> _Texto dado_:

────

Recordarán las tres o cuatro lectoras que todavía me soportan que, hace relativamente poco, se llegó a considerar la celebración de «bautismos civiles» en los Ayuntamientos. La suplantación del sacramento religioso por la bufonada municipal ya cuenta, sin embargo, con algunos precedentes: según me asegura un alguacil amigo, cada vez son más las parejas contrayentes por el rito civil que, nostálgicas o envidiosas del empaque y el ringorrango de las celebraciones religiosas, solicitan al alcalde o concejal que oficia el casamiento que no se limite a leer los artículos preceptivos del Código Civil, sino que los aderece de juramentos plagiados de la liturgia católica y fragmentos del Cantar de los Cantares, y hasta que improvise una suerte de homilía laica y alquile un organista, para que la ceremonia no quede desangelada y pobretona. Diríase que la religión, al perder ascendiente sobre el hombre, hubiese dejado desguarnecidos territorios que necesitan amueblarse con burdos sucedáneos. Diríase también que, entre algunos negadores epilépticos de la religión, existiese un fondo de nostalgia u orfandad que los impulsa a imitar grotescamente aquello que aborrecen.

────

> _Material proporcionado_:
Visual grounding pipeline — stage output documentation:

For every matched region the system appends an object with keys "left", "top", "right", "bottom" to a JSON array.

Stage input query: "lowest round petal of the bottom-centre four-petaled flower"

────

> _Orden de trabajo 1_:
Según el texto dado, ¿quién asegura que cada vez son más las parejas casadas por el rito civil que piden adornar la ceremonia?
> _Orden de trabajo 2_:
Explique, conforme al texto dado, por qué algunas parejas que se casan por lo civil piden al alcalde o concejal que añada juramentos, fragmentos del Cantar de los Cantares, una homilía laica y un organista.

> _Resultado del ejercicio 1_:
Un alguacil amigo.

> _Resultado del ejercicio 2_:
Lo piden porque sienten nostalgia o envidia del empaque y el ringorrango de las celebraciones religiosas. Además, quieren evitar que la ceremonia quede desangelada y pobretona.